[QUOTED PASSAGE]:
════
Extensions to both the C and C++ standards include the following:
Restricted pointers (Section 3.1)
long long types (Section 3.2)
// comments (Section 3.3)
The following extensions apply only to the C standard:
Complex data types (Section 3.4)
Variable length arrays (Section 3.5)
fortran keyword (Section 3.6)
Hexadecimal floating-point constants (Section 3.7)
In extended mode, the identifier restrict is treated as a keyword that specifies a third type qualifier (in addition to const and volatile). A pointer with restrict-qualified type is termed a restricted pointer.
Restricted pointers are a language extension offered by Cray Standard C and Cray C++ for asserting the absence of aliasing through pointers. One advantage of using restricted pointers on UNICOS systems is that they can increase the number of loops that the compiler can vectorize. On UNICOS/mk systems, they can improve instruction scheduling and memory hierarchy analysis.
When it is inconvenient to modify the source code so that the restrict qualifier appears explicitly in pointer declarations, use the -h restrict= command-line option (for more information, see Section 2.7.2).
A program that uses the restrict qualifier can easily be ported to a system that does not support the qualifier by defining the identifier restrict to be an empty preprocessor macro. You can do this with the -D restrict= option or by using the following code:
#ifndef _CRAYC #define restrict #endif |
If the preceding directives are included in a program, a declaration of the following form expands into a declaration of a restricted pointer with Cray Research compilers and into a declaration of an ordinary pointer with other compilers:
int * restrict p; |
On UNICOS systems, the compiler ignores some uses of restrict that it currently cannot vectorize. Some cases that are ignored are discussed in Section 3.1.6.
If a function has pointer parameters that point into disjoint (array or non-array) objects in each call, the use of these parameters can be asserted to the compiler by declaring the pointer parameters to be restrict-qualified. This eliminates potential aliasing through those pointers as an obstacle to vectorization of the loops in the function, and also allows improved scheduling of scalar code.
════
[RECORDED DATA]:
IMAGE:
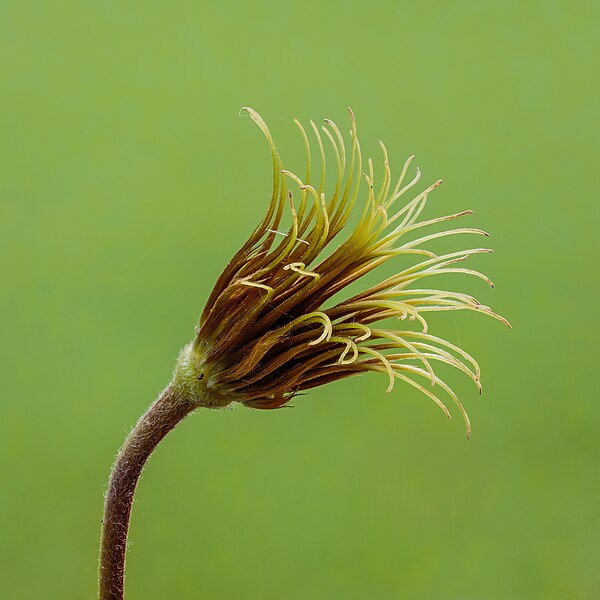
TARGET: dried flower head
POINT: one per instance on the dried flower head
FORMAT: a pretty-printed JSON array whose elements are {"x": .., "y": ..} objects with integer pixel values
[{"x": 267, "y": 332}]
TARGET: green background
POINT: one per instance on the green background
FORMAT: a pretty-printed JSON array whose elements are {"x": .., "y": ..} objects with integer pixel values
[{"x": 128, "y": 178}]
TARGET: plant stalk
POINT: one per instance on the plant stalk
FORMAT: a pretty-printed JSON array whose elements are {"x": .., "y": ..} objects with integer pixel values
[{"x": 164, "y": 414}]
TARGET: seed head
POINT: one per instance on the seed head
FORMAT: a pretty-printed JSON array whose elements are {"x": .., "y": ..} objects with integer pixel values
[{"x": 270, "y": 328}]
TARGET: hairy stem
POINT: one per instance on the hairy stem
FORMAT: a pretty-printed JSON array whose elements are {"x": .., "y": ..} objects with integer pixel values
[{"x": 171, "y": 407}]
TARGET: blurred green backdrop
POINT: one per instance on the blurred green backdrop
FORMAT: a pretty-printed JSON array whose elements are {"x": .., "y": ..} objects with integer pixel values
[{"x": 128, "y": 179}]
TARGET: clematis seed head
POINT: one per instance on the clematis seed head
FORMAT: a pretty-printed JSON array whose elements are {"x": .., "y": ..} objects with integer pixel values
[{"x": 270, "y": 328}]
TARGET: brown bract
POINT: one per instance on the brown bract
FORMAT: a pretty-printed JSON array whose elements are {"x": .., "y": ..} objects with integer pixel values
[{"x": 268, "y": 330}]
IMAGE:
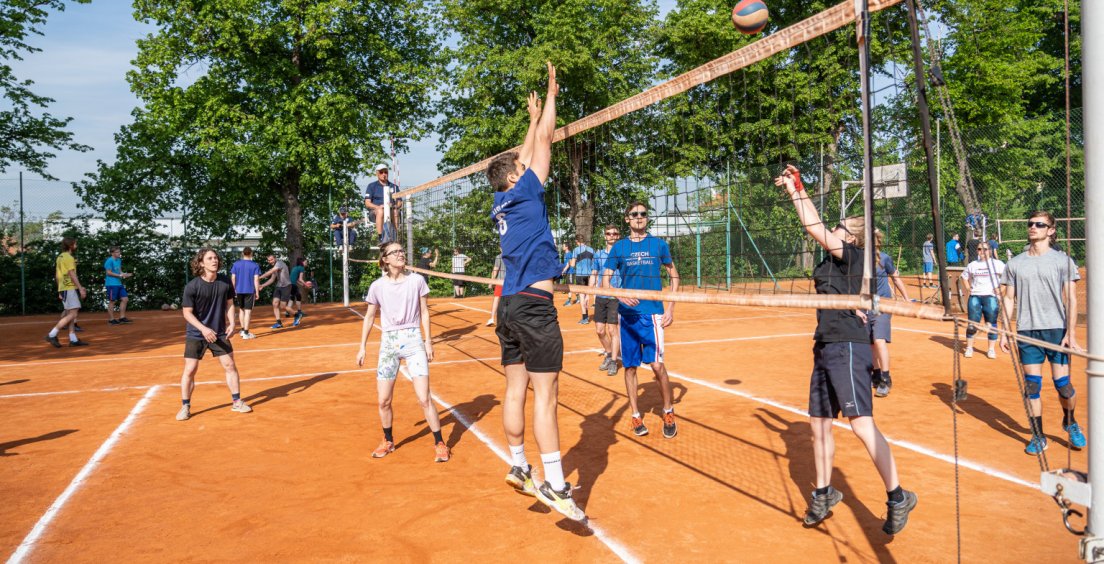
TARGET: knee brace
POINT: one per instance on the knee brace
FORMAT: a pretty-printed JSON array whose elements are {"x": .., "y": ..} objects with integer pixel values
[
  {"x": 1064, "y": 387},
  {"x": 1031, "y": 386}
]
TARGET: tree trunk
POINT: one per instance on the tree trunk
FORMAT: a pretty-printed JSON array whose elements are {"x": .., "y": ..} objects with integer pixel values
[{"x": 293, "y": 211}]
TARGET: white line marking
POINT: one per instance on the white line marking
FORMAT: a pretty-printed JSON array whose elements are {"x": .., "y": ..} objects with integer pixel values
[
  {"x": 903, "y": 444},
  {"x": 24, "y": 547}
]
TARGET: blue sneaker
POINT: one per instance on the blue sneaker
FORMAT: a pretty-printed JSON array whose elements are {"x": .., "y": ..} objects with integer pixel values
[
  {"x": 1076, "y": 438},
  {"x": 1037, "y": 445}
]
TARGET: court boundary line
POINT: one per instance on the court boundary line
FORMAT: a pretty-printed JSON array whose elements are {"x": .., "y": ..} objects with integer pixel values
[
  {"x": 40, "y": 528},
  {"x": 614, "y": 546}
]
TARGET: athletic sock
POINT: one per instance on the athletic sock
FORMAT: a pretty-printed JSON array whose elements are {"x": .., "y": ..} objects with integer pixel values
[
  {"x": 1037, "y": 426},
  {"x": 518, "y": 455},
  {"x": 553, "y": 470},
  {"x": 897, "y": 496},
  {"x": 1068, "y": 418}
]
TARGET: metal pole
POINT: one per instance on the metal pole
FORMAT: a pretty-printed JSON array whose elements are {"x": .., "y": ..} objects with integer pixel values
[
  {"x": 1092, "y": 21},
  {"x": 22, "y": 252},
  {"x": 933, "y": 174},
  {"x": 868, "y": 150}
]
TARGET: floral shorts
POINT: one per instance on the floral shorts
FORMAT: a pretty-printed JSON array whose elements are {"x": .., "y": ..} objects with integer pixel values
[{"x": 400, "y": 344}]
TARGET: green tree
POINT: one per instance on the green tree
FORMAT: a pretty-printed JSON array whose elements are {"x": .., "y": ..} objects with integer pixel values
[
  {"x": 27, "y": 135},
  {"x": 254, "y": 110}
]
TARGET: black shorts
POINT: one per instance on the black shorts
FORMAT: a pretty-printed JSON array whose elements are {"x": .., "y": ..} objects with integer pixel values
[
  {"x": 840, "y": 380},
  {"x": 605, "y": 310},
  {"x": 195, "y": 348},
  {"x": 282, "y": 293},
  {"x": 243, "y": 300},
  {"x": 529, "y": 331}
]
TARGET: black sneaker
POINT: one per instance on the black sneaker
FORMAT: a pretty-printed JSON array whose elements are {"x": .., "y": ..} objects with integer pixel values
[
  {"x": 898, "y": 513},
  {"x": 821, "y": 506}
]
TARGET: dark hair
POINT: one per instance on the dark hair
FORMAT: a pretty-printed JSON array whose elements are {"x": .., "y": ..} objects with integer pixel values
[
  {"x": 197, "y": 262},
  {"x": 634, "y": 204},
  {"x": 501, "y": 167}
]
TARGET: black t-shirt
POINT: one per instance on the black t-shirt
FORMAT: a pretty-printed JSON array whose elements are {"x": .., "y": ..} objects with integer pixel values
[
  {"x": 840, "y": 276},
  {"x": 208, "y": 301}
]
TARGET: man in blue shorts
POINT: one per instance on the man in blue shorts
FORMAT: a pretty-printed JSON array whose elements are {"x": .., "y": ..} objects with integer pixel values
[
  {"x": 637, "y": 258},
  {"x": 1043, "y": 291},
  {"x": 528, "y": 329},
  {"x": 245, "y": 275},
  {"x": 113, "y": 283}
]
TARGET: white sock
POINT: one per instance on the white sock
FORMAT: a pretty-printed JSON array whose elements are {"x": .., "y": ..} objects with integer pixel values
[
  {"x": 553, "y": 470},
  {"x": 518, "y": 453}
]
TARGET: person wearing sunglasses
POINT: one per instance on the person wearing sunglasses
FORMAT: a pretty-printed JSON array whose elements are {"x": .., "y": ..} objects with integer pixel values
[
  {"x": 842, "y": 363},
  {"x": 1040, "y": 284},
  {"x": 528, "y": 326},
  {"x": 983, "y": 276},
  {"x": 637, "y": 258},
  {"x": 400, "y": 297}
]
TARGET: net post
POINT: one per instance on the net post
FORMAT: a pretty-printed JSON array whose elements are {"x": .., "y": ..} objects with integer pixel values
[{"x": 1092, "y": 20}]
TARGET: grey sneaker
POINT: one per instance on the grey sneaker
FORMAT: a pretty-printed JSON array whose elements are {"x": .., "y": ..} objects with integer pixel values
[
  {"x": 898, "y": 513},
  {"x": 820, "y": 506}
]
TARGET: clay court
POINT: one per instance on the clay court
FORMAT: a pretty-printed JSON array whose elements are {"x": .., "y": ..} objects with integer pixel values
[{"x": 96, "y": 468}]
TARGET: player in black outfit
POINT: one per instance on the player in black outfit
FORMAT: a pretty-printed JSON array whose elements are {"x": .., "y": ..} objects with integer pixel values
[
  {"x": 841, "y": 363},
  {"x": 209, "y": 309}
]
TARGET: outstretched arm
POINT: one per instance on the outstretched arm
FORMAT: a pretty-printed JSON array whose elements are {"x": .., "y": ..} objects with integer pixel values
[{"x": 541, "y": 159}]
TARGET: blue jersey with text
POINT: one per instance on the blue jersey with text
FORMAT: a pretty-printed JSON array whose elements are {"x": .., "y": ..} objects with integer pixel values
[
  {"x": 522, "y": 223},
  {"x": 638, "y": 263}
]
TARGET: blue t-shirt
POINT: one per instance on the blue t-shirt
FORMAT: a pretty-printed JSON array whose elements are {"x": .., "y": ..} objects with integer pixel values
[
  {"x": 638, "y": 264},
  {"x": 374, "y": 192},
  {"x": 522, "y": 223},
  {"x": 885, "y": 269},
  {"x": 114, "y": 265},
  {"x": 601, "y": 257},
  {"x": 584, "y": 259},
  {"x": 243, "y": 272}
]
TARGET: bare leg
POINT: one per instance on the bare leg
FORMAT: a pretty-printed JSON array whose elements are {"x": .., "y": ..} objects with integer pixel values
[{"x": 513, "y": 405}]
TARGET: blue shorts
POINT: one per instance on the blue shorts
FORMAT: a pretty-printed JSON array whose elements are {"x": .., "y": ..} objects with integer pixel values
[
  {"x": 116, "y": 293},
  {"x": 1035, "y": 354},
  {"x": 641, "y": 340}
]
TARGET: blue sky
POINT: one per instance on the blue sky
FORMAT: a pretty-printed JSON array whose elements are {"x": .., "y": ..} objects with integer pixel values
[{"x": 86, "y": 52}]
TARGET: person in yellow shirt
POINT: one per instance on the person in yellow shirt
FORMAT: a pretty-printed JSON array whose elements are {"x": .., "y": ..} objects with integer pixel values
[{"x": 70, "y": 291}]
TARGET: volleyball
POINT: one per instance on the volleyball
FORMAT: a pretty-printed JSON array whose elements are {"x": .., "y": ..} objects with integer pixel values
[{"x": 750, "y": 16}]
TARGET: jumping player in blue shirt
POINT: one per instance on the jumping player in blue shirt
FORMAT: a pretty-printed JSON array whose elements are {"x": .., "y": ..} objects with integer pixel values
[
  {"x": 528, "y": 329},
  {"x": 637, "y": 258}
]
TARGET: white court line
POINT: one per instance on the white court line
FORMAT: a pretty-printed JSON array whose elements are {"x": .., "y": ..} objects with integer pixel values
[
  {"x": 903, "y": 444},
  {"x": 611, "y": 543},
  {"x": 24, "y": 547}
]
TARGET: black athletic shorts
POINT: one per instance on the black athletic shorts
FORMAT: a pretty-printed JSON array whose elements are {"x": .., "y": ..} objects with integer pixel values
[
  {"x": 195, "y": 348},
  {"x": 529, "y": 331},
  {"x": 605, "y": 310},
  {"x": 283, "y": 293},
  {"x": 840, "y": 380},
  {"x": 243, "y": 300}
]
════
[WHAT YOU NEED TO DO]:
**1.** Rewrite the paragraph of the text on Cray C extensions that begins "Restricted pointers are a language extension" as a short list that keeps its main facts.
**2.** Reproduce word for word the part of the text on Cray C extensions starting with "The following extensions" and going on through "keyword (Section 3.6)".
**3.** Using the text on Cray C extensions, decide whether each statement agrees with it. Answer yes or no for each, quoting the words that decide it.
(a) Variable length arrays are an extension to both the C and C++ standards.
(b) A program that uses the restrict qualifier can be ported to a system without that qualifier by defining restrict as an empty preprocessor macro.
(c) In extended mode, restrict is treated as a fourth type qualifier in addition to const and volatile.

[EXPECTED OUTPUTS]:
**1.**
- Restricted pointers are a language extension in Cray Standard C and Cray C++.
- They assert that there is no aliasing through pointers.
- On UNICOS systems, they can increase the number of loops the compiler can vectorize.
- On UNICOS/mk systems, they can improve instruction scheduling and memory hierarchy analysis.

**2.**
The following extensions apply only to the C standard:
Complex data types (Section 3.4)
Variable length arrays (Section 3.5)
fortran keyword (Section 3.6)

**3.**
(a) No: "The following extensions apply only to the C standard"
(b) Yes: "can easily be ported to a system that does not support the qualifier by defining the identifier restrict to be an empty preprocessor macro"
(c) No: "a keyword that specifies a third type qualifier (in addition to const and volatile)"